Your job is to copy every record exactly.

[Saved entries]
■ ■ ■

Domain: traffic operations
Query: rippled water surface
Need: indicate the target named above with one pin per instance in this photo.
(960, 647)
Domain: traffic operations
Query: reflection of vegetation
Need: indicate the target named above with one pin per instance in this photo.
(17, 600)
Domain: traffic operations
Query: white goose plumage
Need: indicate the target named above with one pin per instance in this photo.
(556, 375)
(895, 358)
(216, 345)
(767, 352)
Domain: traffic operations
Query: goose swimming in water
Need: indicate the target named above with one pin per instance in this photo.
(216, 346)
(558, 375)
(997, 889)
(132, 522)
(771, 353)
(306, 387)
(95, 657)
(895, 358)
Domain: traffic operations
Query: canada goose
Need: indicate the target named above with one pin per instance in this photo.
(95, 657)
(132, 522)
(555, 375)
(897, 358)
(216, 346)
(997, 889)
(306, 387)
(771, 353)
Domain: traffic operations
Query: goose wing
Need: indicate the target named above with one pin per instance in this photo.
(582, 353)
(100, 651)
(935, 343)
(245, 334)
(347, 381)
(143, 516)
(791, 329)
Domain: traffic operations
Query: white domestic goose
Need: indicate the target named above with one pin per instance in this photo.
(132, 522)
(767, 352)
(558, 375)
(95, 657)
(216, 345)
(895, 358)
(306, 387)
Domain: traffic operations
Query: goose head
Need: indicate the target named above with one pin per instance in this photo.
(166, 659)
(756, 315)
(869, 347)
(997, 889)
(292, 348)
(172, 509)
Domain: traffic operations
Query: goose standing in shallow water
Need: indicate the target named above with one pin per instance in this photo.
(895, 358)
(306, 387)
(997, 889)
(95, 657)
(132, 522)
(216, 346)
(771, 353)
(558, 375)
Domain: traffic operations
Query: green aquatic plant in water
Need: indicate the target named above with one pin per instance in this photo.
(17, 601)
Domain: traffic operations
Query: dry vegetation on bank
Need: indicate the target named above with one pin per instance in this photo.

■ ■ ■

• **RESULT BELOW**
Domain: traffic operations
Query: rippled water surface
Need: indicate the target named above with one pin per instance in this photo.
(960, 647)
Domain: traffic operations
Query: reflection of vegetation
Need: indicate the target named above with one pin per instance in this photo.
(17, 600)
Domain: traffic operations
Query: white goose plumage
Need: indicate the target named above with one pin per instance in this photo.
(556, 375)
(895, 358)
(216, 345)
(767, 352)
Domain: traffic operations
Query: goose swimming in water
Need: indicate the target named above with one pin per instance in this photo.
(216, 346)
(558, 375)
(997, 889)
(132, 522)
(771, 353)
(306, 387)
(95, 657)
(895, 358)
Domain: traffic operations
Query: canada goose
Need: indicate the target named above with one pin per instance in this photo.
(95, 657)
(132, 522)
(555, 375)
(897, 358)
(216, 346)
(997, 889)
(306, 387)
(771, 353)
Domain: traffic operations
Query: goose wing
Need: indicate the target named above with one pin per instance in this photo.
(582, 353)
(100, 651)
(935, 343)
(245, 334)
(347, 381)
(143, 516)
(791, 329)
Domain: traffic operations
Query: white domestic goose
Need: indicate the target named above with one pin per instance in this photo.
(132, 522)
(767, 352)
(558, 375)
(95, 657)
(216, 345)
(895, 358)
(306, 387)
Domain: traffic operations
Query: goose head
Need: indicate the target named above with one pin per instance in this photo.
(166, 659)
(756, 315)
(869, 347)
(997, 889)
(292, 348)
(172, 509)
Domain: traffic operations
Query: goose standing in shallow water
Need: indicate the target named above with one pin per instance in this photo.
(895, 358)
(306, 387)
(997, 889)
(95, 657)
(132, 522)
(216, 346)
(771, 353)
(558, 375)
Domain: traffic operations
Query: green aquatic plant in water
Need: indicate the target named above with one pin per instance in this photo.
(17, 601)
Domain: traffic operations
Query: dry vegetation on bank
Need: indicate the target named above with one pin per instance in this photo.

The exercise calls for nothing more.